══ Text to read ══

As required, I reported to work a day before my first shift to be fitted for a “uniform.” To my surprise, that turned out to be a teeny-tiny costume. I swear, even after that, I had no clue. I was working my first shift before I realized it was a house of burlesque. A classy one, true, with a fabulous blusey band, good food, lots of booze, opulent decor, and – yes – strippers. But these were dancers of the old-fashioned order who truly put on a performance.

That story is a book unto itself, but suffice it to say I learned a lot that summer. I also came away with one of my best life-long friends, Lottie the Body.

Lottie loved pulling shy, self-conscious people up on stage and encouraging them to loosen up. That included me. She’d pull me up there and have me follow her dance moves. (There was no stripping, of course, during this part of her show.) For her, it was all about dancing and fun and life. She was pure joy.

Fast forward to a college dance club that fall. After work one night, I went out with my roommates. A man approached me and said he loved the way I danced. (Thank you, Lottie.) In that era, the band played a lot of Louie Louie, Proud Mary, and Rolling on a River. I loved the music. The man asked if their Veteran’s Club – they were Vietnam War veterans – could sponsor me for homecoming queen. Shocked and delighted, I said sure. I didn’t mention that I was sure I couldn’t possibly win. Beautiful sorority girls were always homecoming queen.

There was one other problem I had to tell them about. The spring before, I’d joined a college group that traveled to Washington, D.C., to protest the war. These guys had fought in that war. My group was entirely peaceful and totally respected returning soldiers. We didn’t want them to die in battle. They listened to me explain all that and were fine with it. They didn’t much like that war, either.

Between school and work I didn’t have a lot of time to campaign. When I did, I wore jeans and a sweater. The other candidates who were sponsored by sororities and fraternities wore gowns and stoles. I didn’t own a gown or a stole. They put up full-color posters; our zero budget only allowed for small fliers we could print off on school printers. The others were beautiful young women. I’ve always been more “sturdy.”

A young man I did not know showed up at my crumby apartment the day prior to the election. He annnouced that he was chairman of the homecoming committee and wanted to inform me that I needed to drop out. It seemed I wasn’t the “kind of girl” they wanted to represent their college. Not my college, mind you. His. I’d been a war protester. I’d worked at a strip club. (How he knew that, I had no idea.) I wasn’t in a sorority.

I refused. He got mad. We verbally sparred. He stormed out red-faced and fuming.

The next day I won the election by a landslide.

The committee insisted the Vets must have cheated. They invalidated the election and held another one. I won by even more. The committee asked the college president to rescind my eligibility. He refused.

═══

_Complete the following:_
**1.** Answer these from the homecoming story:
(a) What did the "uniform" fitted before the first shift turn out to be?
(b) Where did the narrator's college group travel to protest the war?
(c) How did the college president respond when the committee asked him to rescind the narrator's eligibility?
**2.** Extract the passage of the homecoming story from "A young man" up to and including "red-faced and fuming.".
**3.** Name every song the homecoming story says the band at the college dance club played.

══ Entries shown ══

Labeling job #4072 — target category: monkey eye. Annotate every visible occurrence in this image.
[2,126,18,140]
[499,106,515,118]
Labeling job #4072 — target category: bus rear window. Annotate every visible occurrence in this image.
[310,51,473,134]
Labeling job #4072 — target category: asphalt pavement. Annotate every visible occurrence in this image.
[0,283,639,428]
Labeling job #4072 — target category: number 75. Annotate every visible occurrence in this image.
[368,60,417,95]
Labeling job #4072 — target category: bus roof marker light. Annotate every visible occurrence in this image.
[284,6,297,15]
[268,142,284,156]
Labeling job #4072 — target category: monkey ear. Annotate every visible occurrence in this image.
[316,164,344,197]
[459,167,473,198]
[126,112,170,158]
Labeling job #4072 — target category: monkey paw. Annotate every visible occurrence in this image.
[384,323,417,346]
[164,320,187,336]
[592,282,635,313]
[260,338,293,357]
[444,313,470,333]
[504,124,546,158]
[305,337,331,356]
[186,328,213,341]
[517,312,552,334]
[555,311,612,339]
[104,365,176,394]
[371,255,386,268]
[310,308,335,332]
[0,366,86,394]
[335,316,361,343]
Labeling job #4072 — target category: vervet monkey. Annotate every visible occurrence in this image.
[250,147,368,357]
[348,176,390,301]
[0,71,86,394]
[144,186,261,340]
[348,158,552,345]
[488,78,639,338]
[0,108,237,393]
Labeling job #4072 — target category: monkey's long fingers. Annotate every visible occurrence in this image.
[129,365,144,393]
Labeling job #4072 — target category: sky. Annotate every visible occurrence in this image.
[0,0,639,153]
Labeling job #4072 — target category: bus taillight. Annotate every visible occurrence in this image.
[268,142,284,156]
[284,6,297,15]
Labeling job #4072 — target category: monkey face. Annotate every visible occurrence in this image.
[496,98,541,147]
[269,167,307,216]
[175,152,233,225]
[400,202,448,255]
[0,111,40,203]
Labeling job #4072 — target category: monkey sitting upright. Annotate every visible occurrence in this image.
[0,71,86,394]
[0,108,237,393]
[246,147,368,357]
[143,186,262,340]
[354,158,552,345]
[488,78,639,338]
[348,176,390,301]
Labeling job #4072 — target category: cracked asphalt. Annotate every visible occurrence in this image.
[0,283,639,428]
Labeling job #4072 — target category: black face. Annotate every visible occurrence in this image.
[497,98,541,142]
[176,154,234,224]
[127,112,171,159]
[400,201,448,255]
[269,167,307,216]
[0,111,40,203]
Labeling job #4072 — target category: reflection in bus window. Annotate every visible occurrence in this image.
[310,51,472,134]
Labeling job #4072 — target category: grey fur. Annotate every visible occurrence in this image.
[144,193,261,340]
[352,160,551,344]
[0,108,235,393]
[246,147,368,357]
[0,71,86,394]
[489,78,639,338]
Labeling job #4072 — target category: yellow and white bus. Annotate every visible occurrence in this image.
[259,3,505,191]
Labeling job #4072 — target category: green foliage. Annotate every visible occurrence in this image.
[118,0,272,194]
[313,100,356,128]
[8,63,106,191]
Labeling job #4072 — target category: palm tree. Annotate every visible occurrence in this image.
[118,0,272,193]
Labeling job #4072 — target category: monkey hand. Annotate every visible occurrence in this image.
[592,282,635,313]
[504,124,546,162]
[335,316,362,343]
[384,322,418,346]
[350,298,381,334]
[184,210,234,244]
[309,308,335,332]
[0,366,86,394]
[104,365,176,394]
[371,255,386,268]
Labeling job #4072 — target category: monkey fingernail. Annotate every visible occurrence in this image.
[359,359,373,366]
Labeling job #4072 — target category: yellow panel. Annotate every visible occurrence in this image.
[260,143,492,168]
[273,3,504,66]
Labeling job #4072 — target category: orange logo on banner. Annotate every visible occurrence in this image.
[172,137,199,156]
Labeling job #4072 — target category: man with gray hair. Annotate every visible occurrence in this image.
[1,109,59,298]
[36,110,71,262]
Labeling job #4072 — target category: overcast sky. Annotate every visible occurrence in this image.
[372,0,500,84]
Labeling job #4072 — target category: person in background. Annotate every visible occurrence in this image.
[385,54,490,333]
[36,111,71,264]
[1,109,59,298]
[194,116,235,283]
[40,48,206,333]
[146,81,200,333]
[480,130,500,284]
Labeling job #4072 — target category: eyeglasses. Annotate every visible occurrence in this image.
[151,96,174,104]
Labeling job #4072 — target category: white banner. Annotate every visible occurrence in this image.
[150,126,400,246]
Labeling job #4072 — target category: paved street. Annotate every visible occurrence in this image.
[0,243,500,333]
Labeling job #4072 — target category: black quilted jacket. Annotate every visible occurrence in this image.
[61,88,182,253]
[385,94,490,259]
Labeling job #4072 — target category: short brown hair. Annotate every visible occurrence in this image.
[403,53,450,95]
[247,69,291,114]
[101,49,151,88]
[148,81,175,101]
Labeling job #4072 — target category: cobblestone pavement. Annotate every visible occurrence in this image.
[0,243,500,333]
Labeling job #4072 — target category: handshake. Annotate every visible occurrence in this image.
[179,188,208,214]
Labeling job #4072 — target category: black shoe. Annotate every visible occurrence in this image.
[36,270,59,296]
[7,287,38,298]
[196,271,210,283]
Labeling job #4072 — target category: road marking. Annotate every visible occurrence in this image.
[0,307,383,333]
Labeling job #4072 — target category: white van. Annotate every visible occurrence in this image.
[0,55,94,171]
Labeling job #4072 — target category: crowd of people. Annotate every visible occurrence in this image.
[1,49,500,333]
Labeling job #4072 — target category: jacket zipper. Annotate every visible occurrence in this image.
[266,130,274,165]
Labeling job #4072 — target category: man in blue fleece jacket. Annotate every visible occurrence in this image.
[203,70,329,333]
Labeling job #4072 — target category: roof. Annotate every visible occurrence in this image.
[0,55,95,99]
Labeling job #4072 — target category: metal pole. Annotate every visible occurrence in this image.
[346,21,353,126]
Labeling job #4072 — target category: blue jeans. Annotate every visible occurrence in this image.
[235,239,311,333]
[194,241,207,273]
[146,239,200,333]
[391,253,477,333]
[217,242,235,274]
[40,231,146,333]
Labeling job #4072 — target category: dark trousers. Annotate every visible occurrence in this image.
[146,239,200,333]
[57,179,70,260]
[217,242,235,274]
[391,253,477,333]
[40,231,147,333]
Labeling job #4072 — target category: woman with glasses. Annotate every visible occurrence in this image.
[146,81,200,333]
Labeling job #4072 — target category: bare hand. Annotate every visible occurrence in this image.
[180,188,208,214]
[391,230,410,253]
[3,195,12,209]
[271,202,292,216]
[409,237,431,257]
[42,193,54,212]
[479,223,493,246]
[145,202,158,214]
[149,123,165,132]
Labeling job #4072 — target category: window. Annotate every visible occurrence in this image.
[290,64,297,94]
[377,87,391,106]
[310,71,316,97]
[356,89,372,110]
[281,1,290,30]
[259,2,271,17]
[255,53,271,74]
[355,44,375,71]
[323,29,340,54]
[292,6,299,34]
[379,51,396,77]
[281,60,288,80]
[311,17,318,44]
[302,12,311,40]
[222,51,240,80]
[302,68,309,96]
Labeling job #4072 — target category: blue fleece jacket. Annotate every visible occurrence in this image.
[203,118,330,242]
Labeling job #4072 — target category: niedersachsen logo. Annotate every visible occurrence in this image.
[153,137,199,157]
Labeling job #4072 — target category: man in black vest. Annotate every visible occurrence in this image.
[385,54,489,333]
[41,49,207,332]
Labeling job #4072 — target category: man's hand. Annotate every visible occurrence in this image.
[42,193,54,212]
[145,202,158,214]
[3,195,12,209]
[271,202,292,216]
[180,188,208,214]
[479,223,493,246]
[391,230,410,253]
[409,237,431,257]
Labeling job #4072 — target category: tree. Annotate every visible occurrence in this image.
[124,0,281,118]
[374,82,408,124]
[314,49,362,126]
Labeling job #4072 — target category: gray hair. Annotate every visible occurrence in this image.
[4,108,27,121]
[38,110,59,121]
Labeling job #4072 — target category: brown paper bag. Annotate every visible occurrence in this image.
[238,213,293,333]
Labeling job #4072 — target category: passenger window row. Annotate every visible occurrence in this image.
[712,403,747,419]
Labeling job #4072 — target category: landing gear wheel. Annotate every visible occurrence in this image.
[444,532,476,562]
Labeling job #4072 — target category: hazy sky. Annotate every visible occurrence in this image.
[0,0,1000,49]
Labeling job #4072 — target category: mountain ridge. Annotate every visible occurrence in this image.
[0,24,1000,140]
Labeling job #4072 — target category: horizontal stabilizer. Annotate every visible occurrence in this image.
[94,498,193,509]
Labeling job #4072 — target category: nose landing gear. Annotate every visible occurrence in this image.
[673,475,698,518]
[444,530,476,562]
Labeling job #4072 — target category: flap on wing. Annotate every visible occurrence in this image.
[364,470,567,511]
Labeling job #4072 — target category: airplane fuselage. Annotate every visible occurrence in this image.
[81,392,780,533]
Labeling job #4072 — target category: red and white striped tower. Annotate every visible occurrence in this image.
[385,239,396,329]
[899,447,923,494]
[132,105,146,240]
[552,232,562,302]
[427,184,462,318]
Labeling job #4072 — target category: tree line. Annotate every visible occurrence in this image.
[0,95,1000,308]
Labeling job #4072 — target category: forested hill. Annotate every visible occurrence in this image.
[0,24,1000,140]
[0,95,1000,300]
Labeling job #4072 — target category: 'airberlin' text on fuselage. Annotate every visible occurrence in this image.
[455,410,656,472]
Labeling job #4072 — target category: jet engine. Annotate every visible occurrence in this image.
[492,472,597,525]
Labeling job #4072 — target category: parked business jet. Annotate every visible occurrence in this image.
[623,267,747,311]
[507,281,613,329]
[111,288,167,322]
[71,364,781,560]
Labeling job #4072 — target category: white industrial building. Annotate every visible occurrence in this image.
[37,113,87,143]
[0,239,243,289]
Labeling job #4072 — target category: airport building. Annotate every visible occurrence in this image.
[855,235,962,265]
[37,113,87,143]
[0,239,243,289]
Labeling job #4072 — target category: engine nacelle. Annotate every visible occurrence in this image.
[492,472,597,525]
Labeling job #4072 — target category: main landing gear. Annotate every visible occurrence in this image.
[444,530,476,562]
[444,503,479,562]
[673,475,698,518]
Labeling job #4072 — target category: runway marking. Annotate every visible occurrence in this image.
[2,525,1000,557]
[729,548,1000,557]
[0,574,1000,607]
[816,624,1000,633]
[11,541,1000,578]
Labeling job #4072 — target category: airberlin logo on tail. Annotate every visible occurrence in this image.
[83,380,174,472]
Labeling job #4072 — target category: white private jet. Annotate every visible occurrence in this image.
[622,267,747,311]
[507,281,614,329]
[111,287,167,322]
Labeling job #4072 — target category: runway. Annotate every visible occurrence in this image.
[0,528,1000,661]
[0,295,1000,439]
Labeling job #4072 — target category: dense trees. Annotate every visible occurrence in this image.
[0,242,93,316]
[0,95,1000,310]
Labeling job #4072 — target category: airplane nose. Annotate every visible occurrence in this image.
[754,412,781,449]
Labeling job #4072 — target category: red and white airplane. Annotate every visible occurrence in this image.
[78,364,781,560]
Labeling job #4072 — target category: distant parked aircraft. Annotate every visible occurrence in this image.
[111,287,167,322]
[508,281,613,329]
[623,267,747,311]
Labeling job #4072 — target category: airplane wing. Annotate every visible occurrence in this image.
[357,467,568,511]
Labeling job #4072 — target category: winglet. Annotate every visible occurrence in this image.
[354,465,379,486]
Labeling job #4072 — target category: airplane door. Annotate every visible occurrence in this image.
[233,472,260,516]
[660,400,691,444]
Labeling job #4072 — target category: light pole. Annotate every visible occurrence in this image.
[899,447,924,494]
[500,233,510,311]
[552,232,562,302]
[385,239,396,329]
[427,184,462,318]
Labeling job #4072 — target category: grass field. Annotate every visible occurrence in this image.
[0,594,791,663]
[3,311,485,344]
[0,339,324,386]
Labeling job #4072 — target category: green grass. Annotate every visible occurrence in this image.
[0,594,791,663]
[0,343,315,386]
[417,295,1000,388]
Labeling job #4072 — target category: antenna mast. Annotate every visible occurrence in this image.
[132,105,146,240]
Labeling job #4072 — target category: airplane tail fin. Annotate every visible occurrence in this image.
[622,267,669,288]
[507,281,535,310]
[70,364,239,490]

═══

_The responses:_
**1.**
(a) A teeny-tiny costume.
(b) Washington, D.C.
(c) He refused.

**2.**
A young man I did not know showed up at my crumby apartment the day prior to the election. He annnouced that he was chairman of the homecoming committee and wanted to inform me that I needed to drop out. It seemed I wasn’t the “kind of girl” they wanted to represent their college. Not my college, mind you. His. I’d been a war protester. I’d worked at a strip club. (How he knew that, I had no idea.) I wasn’t in a sorority.

I refused. He got mad. We verbally sparred. He stormed out red-faced and fuming.

**3.**
Louie Louie
Proud Mary
Rolling on a River